* Start *

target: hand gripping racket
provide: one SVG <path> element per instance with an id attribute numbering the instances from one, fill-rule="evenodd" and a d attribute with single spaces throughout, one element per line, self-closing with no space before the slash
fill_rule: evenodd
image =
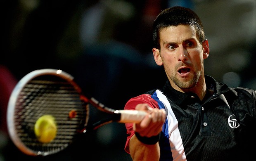
<path id="1" fill-rule="evenodd" d="M 70 74 L 61 70 L 43 69 L 31 72 L 14 87 L 7 109 L 7 125 L 14 144 L 26 154 L 45 156 L 62 151 L 78 135 L 113 122 L 140 121 L 146 113 L 137 110 L 114 110 L 93 97 L 88 98 Z M 109 114 L 89 127 L 89 104 Z M 40 141 L 35 125 L 41 116 L 55 119 L 57 132 L 49 142 Z"/>

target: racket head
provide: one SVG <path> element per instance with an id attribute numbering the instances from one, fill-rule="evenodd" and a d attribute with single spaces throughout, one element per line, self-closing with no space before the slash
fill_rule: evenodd
<path id="1" fill-rule="evenodd" d="M 89 107 L 73 77 L 60 70 L 43 69 L 28 73 L 18 82 L 9 99 L 7 118 L 10 137 L 24 153 L 46 156 L 69 146 L 85 129 Z M 55 118 L 57 132 L 49 143 L 38 140 L 36 121 L 44 115 Z"/>

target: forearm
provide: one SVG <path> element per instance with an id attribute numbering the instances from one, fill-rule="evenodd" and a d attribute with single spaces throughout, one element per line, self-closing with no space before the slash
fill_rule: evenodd
<path id="1" fill-rule="evenodd" d="M 135 135 L 130 140 L 130 152 L 133 161 L 159 161 L 160 148 L 158 142 L 153 145 L 142 143 Z"/>

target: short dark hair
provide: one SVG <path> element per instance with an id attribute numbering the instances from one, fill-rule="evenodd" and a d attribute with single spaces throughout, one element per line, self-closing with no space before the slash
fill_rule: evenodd
<path id="1" fill-rule="evenodd" d="M 154 47 L 160 49 L 159 34 L 163 29 L 180 25 L 194 26 L 199 41 L 202 43 L 204 40 L 205 36 L 204 28 L 198 16 L 189 8 L 175 6 L 163 10 L 155 19 L 153 25 Z"/>

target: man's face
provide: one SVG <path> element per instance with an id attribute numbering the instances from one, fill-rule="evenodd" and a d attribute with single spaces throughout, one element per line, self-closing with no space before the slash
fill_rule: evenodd
<path id="1" fill-rule="evenodd" d="M 155 60 L 158 65 L 164 65 L 175 89 L 189 90 L 201 80 L 203 60 L 209 55 L 208 41 L 205 41 L 202 46 L 195 28 L 189 26 L 172 26 L 160 32 L 161 50 L 153 49 Z M 204 54 L 205 49 L 208 53 Z"/>

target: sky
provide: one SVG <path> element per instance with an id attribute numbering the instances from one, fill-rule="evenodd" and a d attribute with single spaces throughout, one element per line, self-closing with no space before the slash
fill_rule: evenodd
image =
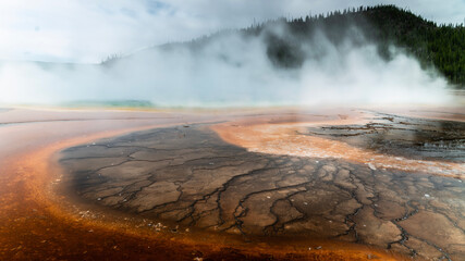
<path id="1" fill-rule="evenodd" d="M 280 16 L 380 3 L 437 23 L 465 20 L 465 0 L 5 0 L 0 2 L 0 60 L 99 63 Z"/>

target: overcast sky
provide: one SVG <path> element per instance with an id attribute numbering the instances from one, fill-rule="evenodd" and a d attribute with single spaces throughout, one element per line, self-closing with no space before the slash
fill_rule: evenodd
<path id="1" fill-rule="evenodd" d="M 14 0 L 0 2 L 0 60 L 96 63 L 279 16 L 394 3 L 463 23 L 465 0 Z"/>

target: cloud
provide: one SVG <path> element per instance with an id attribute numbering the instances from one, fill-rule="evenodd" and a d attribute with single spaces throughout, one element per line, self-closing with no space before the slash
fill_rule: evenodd
<path id="1" fill-rule="evenodd" d="M 391 48 L 391 60 L 360 34 L 333 44 L 325 32 L 302 44 L 305 59 L 283 69 L 270 59 L 270 36 L 222 34 L 198 49 L 147 49 L 105 66 L 5 63 L 0 103 L 150 100 L 159 107 L 419 104 L 449 101 L 446 82 Z M 358 42 L 358 44 L 354 44 Z M 359 42 L 364 42 L 359 45 Z M 27 75 L 27 77 L 25 77 Z"/>
<path id="2" fill-rule="evenodd" d="M 99 62 L 167 41 L 278 16 L 394 3 L 439 23 L 462 23 L 463 0 L 15 0 L 0 2 L 0 59 Z"/>

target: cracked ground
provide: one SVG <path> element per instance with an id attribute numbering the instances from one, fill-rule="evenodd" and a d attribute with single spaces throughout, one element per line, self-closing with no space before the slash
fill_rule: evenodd
<path id="1" fill-rule="evenodd" d="M 367 126 L 354 128 L 346 127 L 353 133 Z M 310 130 L 330 138 L 341 132 Z M 182 227 L 244 238 L 344 240 L 465 260 L 465 186 L 458 178 L 249 152 L 201 124 L 73 147 L 61 163 L 87 202 Z"/>

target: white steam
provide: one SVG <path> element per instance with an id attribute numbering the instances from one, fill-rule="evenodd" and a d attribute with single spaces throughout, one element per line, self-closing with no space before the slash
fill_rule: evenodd
<path id="1" fill-rule="evenodd" d="M 287 37 L 283 28 L 273 34 Z M 357 36 L 359 37 L 359 36 Z M 192 51 L 144 50 L 110 65 L 0 64 L 0 104 L 149 100 L 159 107 L 443 103 L 446 82 L 392 48 L 319 33 L 298 69 L 273 65 L 265 37 L 223 34 Z"/>

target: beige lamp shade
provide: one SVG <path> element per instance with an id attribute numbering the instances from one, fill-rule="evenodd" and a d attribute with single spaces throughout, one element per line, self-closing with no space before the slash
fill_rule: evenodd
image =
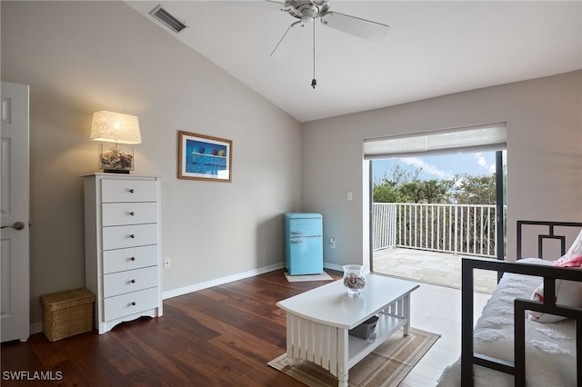
<path id="1" fill-rule="evenodd" d="M 93 114 L 91 140 L 117 144 L 141 144 L 139 122 L 135 115 L 102 110 Z"/>

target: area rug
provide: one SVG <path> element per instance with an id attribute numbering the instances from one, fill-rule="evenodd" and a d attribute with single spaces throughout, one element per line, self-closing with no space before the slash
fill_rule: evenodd
<path id="1" fill-rule="evenodd" d="M 439 337 L 415 328 L 405 336 L 400 329 L 349 370 L 349 386 L 397 386 Z M 337 378 L 311 362 L 299 360 L 294 366 L 287 365 L 286 353 L 268 364 L 310 387 L 337 385 Z"/>
<path id="2" fill-rule="evenodd" d="M 287 272 L 285 272 L 285 278 L 290 283 L 306 283 L 309 281 L 333 281 L 333 278 L 326 272 L 321 274 L 307 274 L 307 275 L 291 275 Z"/>

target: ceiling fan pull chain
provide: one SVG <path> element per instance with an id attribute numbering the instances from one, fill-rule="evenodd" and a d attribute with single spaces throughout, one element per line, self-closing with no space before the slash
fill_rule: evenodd
<path id="1" fill-rule="evenodd" d="M 311 80 L 311 87 L 314 89 L 317 85 L 316 80 L 316 24 L 313 24 L 313 79 Z"/>

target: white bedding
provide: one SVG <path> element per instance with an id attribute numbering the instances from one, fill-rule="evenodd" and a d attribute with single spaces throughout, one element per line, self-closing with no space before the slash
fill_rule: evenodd
<path id="1" fill-rule="evenodd" d="M 547 263 L 552 264 L 551 262 Z M 530 299 L 542 279 L 506 273 L 477 320 L 475 352 L 513 362 L 514 310 L 517 297 Z M 477 387 L 513 386 L 512 375 L 475 366 Z M 445 370 L 439 387 L 460 386 L 461 362 Z M 576 386 L 576 331 L 571 319 L 540 323 L 526 319 L 526 383 L 530 386 Z"/>

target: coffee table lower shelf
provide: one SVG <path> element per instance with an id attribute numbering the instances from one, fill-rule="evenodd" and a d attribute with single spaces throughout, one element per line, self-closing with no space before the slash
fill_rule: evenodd
<path id="1" fill-rule="evenodd" d="M 379 313 L 374 341 L 363 340 L 348 334 L 347 368 L 350 369 L 359 362 L 403 326 L 406 331 L 405 334 L 408 334 L 407 322 L 407 319 L 404 317 Z"/>

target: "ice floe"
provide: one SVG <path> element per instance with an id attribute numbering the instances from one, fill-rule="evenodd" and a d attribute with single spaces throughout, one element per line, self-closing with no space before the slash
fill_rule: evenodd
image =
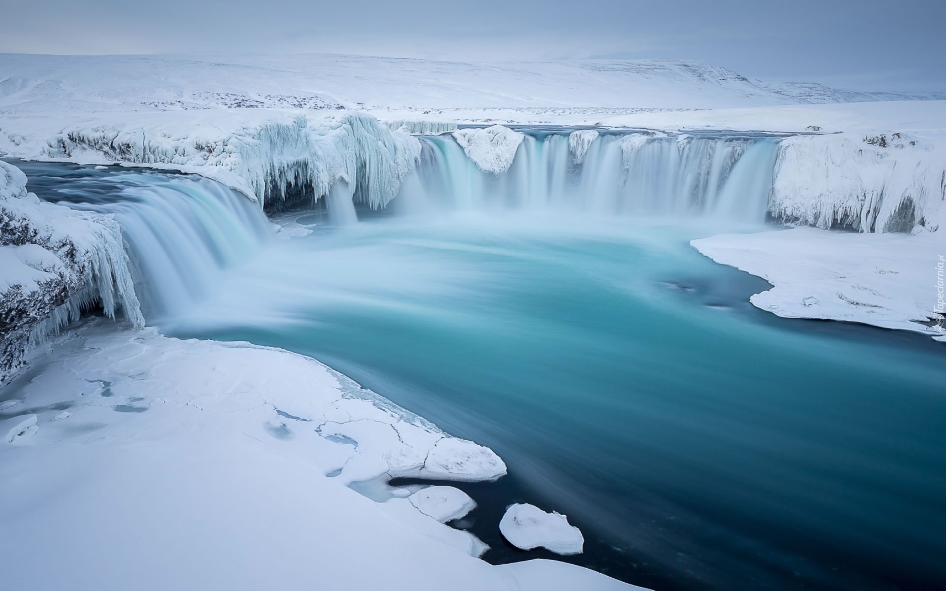
<path id="1" fill-rule="evenodd" d="M 545 548 L 556 554 L 581 554 L 585 546 L 581 530 L 569 525 L 568 517 L 534 505 L 510 505 L 499 521 L 499 531 L 510 544 L 524 550 Z"/>

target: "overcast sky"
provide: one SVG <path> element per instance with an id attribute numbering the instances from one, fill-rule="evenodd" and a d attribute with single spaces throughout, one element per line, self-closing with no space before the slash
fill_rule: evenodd
<path id="1" fill-rule="evenodd" d="M 769 80 L 946 91 L 946 0 L 44 0 L 0 51 L 704 60 Z"/>

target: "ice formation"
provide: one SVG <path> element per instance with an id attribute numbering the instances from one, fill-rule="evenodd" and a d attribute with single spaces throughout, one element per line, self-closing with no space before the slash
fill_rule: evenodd
<path id="1" fill-rule="evenodd" d="M 476 508 L 469 495 L 452 486 L 428 486 L 408 497 L 417 511 L 441 523 L 460 519 Z"/>
<path id="2" fill-rule="evenodd" d="M 452 121 L 429 121 L 427 119 L 392 119 L 384 122 L 392 131 L 403 131 L 414 135 L 440 135 L 457 130 Z"/>
<path id="3" fill-rule="evenodd" d="M 523 550 L 545 548 L 556 554 L 581 554 L 585 546 L 581 530 L 569 525 L 568 517 L 547 513 L 534 505 L 510 505 L 499 521 L 499 531 Z"/>
<path id="4" fill-rule="evenodd" d="M 37 154 L 30 153 L 29 145 L 14 144 L 8 151 L 199 172 L 255 197 L 271 210 L 287 201 L 314 202 L 339 181 L 351 187 L 358 201 L 383 207 L 420 153 L 416 138 L 393 132 L 363 113 L 312 117 L 277 112 L 244 117 L 223 112 L 216 116 L 216 125 L 192 113 L 71 125 L 46 138 Z"/>
<path id="5" fill-rule="evenodd" d="M 492 128 L 491 128 L 492 129 Z M 487 138 L 488 130 L 461 130 Z M 609 133 L 589 140 L 573 165 L 575 133 L 525 134 L 502 174 L 475 164 L 464 142 L 425 137 L 421 164 L 399 200 L 447 209 L 557 210 L 601 215 L 765 217 L 780 138 Z M 595 132 L 597 133 L 597 132 Z M 586 134 L 585 140 L 590 136 Z M 584 141 L 584 140 L 583 140 Z M 467 147 L 475 144 L 467 144 Z M 487 162 L 510 155 L 485 139 L 474 155 Z M 489 151 L 492 150 L 492 151 Z M 486 158 L 484 154 L 492 154 Z M 738 165 L 746 159 L 744 165 Z"/>
<path id="6" fill-rule="evenodd" d="M 769 209 L 817 228 L 936 231 L 946 215 L 941 154 L 903 132 L 791 137 L 781 145 Z"/>
<path id="7" fill-rule="evenodd" d="M 578 130 L 569 134 L 569 150 L 571 152 L 571 162 L 576 165 L 585 161 L 591 143 L 598 139 L 597 130 Z"/>
<path id="8" fill-rule="evenodd" d="M 452 133 L 466 156 L 483 172 L 502 174 L 509 170 L 516 158 L 524 133 L 513 131 L 501 125 L 485 130 L 465 129 Z"/>
<path id="9" fill-rule="evenodd" d="M 109 216 L 44 203 L 26 177 L 0 162 L 0 379 L 42 342 L 100 306 L 144 325 L 118 224 Z"/>
<path id="10" fill-rule="evenodd" d="M 937 313 L 937 233 L 867 235 L 795 228 L 692 244 L 773 285 L 749 300 L 784 318 L 863 322 L 946 339 Z"/>
<path id="11" fill-rule="evenodd" d="M 3 415 L 0 414 L 0 417 Z M 23 445 L 27 443 L 39 427 L 35 414 L 21 414 L 9 419 L 0 419 L 0 443 Z"/>

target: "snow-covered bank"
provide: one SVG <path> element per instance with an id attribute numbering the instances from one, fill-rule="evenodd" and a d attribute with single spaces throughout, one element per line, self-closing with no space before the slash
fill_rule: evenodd
<path id="1" fill-rule="evenodd" d="M 36 420 L 28 444 L 0 442 L 11 588 L 260 589 L 273 577 L 289 588 L 632 588 L 570 565 L 491 566 L 408 499 L 345 486 L 488 479 L 505 466 L 307 357 L 91 321 L 30 360 L 0 406 L 0 418 Z"/>
<path id="2" fill-rule="evenodd" d="M 771 283 L 771 289 L 750 298 L 767 312 L 863 322 L 946 340 L 936 312 L 942 296 L 938 266 L 946 255 L 941 232 L 908 235 L 795 228 L 721 235 L 692 244 L 717 263 Z"/>
<path id="3" fill-rule="evenodd" d="M 0 381 L 83 309 L 144 325 L 118 224 L 109 216 L 40 201 L 26 177 L 0 162 Z"/>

* End *

**TASK STATEMENT**. From the items above, pull out every line that contains the string "racket". Case counts, so match capitalization.

**ANSWER IN FULL**.
target: hand gripping racket
target: racket head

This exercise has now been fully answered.